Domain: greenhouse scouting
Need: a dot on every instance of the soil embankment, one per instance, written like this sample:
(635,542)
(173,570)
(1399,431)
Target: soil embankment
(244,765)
----
Short task
Copy the items above again, word for word and line for line.

Solution for this problem
Domain: greenhouse scouting
Need: a dot on every instance of the soil embankment, one per instance, written like this sample:
(635,542)
(173,570)
(1399,431)
Target: soil embankment
(244,765)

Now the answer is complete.